JOB A - Extract the passage on the motor cradle mount word for word, starting at "From the foregoing" and ending at "claims which follow.".
JOB B - Continue the passage on the motor cradle mount from the point where it stops.

DOCUMENT EXTRACT -
####################

In FIG. 3 an annular filler strip 49 is employed to conform the base arm 23 radius of curvature 51 to the radius of curvature 53 of the cushion ring 27. This annular filler strip 49 provides further adaptability of the mounting arrangement of the present invention and may be slotted, for example at 55, to collapse somewhat when the clamping band 35 urges the filler strip 49 into engagement with arm 23 and annulus 27. The clamping band 35 may be in two parts joinable by a tightening screw 57 with each part including a slot 59 and 61 which may be hooked over corresponding tangs or projections 63 and 65 whereupon the tightening screw 57 is tightened to securely clamp the cushion ring 27 to the arm 23. An arrangement as illustrated in FIG. 3 may be used at each motor end for clamping both cushion ring 27 and cushion ring 39 firmly in the cradle base.

From the foregoing it is now apparent that a novel method and apparatus for supporting a motor having cradle engageable rings at opposite ends in the arms of a selected one of a plurality of different size cradle bases has been presented meeting the objects and advantageous features set out hereinbefore as well as others. Modifications may be made by those having ordinary skill in the art without departing from the spirit of the invention or the scope thereof as illustrated by the claims which follow.

####################

RECORD EXTRACTS -
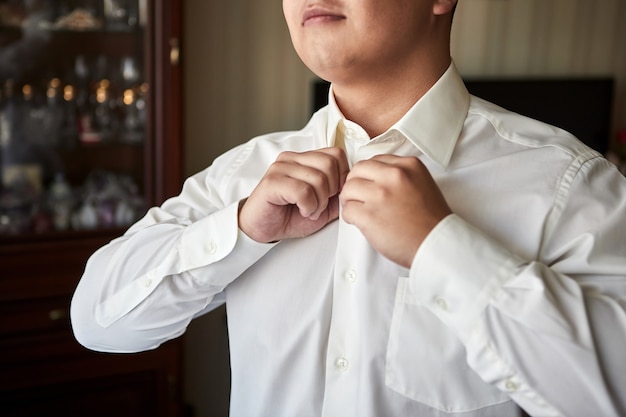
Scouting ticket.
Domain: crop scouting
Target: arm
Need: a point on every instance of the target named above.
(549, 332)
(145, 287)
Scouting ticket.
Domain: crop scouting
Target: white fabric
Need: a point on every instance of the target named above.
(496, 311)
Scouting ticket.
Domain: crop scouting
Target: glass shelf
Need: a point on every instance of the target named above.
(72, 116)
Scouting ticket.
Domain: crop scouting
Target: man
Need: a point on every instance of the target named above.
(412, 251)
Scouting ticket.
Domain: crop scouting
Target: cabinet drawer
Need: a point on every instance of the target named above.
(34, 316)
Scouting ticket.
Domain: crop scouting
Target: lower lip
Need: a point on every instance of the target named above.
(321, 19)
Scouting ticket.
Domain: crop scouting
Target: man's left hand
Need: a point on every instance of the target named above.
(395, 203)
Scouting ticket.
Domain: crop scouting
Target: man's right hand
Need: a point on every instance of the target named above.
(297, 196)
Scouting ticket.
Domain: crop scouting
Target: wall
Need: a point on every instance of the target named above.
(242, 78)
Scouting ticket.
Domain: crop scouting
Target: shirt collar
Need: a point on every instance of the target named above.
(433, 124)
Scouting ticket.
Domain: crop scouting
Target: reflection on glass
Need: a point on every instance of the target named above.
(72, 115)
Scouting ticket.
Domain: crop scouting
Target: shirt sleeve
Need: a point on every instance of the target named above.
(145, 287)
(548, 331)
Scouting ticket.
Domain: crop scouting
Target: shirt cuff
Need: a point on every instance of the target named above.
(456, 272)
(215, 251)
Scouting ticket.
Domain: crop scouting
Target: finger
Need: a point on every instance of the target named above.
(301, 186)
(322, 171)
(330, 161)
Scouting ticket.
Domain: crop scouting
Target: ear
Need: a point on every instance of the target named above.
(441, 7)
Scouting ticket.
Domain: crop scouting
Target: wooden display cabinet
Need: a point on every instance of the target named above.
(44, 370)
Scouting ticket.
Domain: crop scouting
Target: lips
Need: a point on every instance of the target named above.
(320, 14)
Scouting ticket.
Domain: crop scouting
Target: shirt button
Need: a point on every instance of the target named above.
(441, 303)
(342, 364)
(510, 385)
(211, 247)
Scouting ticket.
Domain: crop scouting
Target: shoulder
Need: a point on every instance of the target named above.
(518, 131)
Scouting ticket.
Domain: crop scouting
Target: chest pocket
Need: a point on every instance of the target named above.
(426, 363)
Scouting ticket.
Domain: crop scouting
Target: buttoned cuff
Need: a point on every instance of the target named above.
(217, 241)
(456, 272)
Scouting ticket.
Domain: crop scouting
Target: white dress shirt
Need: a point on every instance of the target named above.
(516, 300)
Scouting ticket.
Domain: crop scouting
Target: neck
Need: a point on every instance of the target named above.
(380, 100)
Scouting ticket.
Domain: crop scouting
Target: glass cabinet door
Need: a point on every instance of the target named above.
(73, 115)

####################

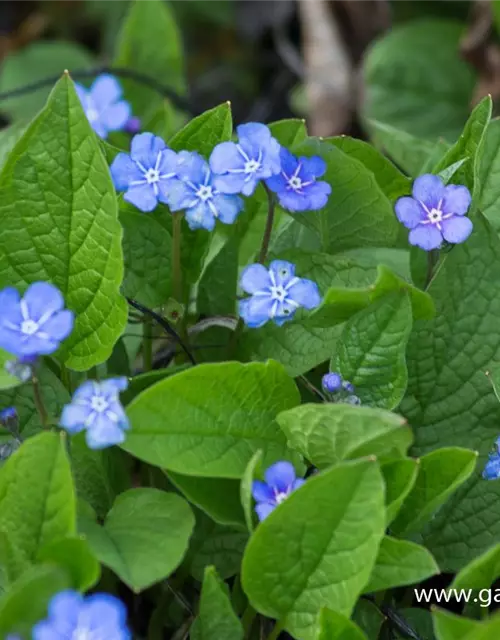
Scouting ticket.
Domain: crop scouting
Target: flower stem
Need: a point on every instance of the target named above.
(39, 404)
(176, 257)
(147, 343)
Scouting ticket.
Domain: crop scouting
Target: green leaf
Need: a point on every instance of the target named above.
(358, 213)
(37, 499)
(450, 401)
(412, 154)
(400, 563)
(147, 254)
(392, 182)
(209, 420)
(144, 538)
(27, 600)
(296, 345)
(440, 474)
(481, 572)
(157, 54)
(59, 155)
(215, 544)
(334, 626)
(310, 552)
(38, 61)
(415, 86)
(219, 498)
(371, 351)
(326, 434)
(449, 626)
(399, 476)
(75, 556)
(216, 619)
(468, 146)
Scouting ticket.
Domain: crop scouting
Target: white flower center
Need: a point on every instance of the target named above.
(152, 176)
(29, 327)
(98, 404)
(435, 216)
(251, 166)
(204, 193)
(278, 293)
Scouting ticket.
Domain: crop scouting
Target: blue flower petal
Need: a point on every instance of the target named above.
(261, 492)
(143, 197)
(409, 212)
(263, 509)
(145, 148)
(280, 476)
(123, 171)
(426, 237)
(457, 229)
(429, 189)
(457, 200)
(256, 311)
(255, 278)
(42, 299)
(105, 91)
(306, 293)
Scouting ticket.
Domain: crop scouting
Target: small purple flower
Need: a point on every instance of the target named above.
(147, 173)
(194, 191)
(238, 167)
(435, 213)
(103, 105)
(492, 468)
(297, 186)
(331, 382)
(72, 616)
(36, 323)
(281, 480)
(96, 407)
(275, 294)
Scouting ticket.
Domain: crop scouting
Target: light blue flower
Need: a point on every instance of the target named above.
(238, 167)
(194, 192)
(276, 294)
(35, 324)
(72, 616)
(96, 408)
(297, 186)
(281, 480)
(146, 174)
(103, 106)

####################

FINAL RESULT A -
From the foregoing it is now apparent that a novel method and apparatus for supporting a motor having cradle engageable rings at opposite ends in the arms of a selected one of a plurality of different size cradle bases has been presented meeting the objects and advantageous features set out hereinbefore as well as others. Modifications may be made by those having ordinary skill in the art without departing from the spirit of the invention or the scope thereof as illustrated by the claims which follow.

FINAL RESULT B -
Claims

1. The method of supporting a motor having cradle engageable rings each mounted on a hub at opposite ends thereof in the arms of a selected one of a plurality of different size cradle bases comprising the steps of:

sliding at least one of the cradle engaging rings, having a deviation from a circular configuration generally mating with respect to its associated motor hub and being substantially less in axial dimension than the associated motor hub, axially along the associated motor hub until the separation between the rings is appropriate for positioning the motor adjacent the selected base with the rings in registry with corresponding base arms;

engaging the base arms with the corresponding rings; and

securing the rings to the base.

2. The method of claim 1 wherein the step of engaging includes providing an annular filler strip to conform the radius of a circular ring and the radius of a circular segment of a base arm mating with the ring.

3. The method of claim 1 wherein the step of securing includes clampingly engaging the periphery of each ring.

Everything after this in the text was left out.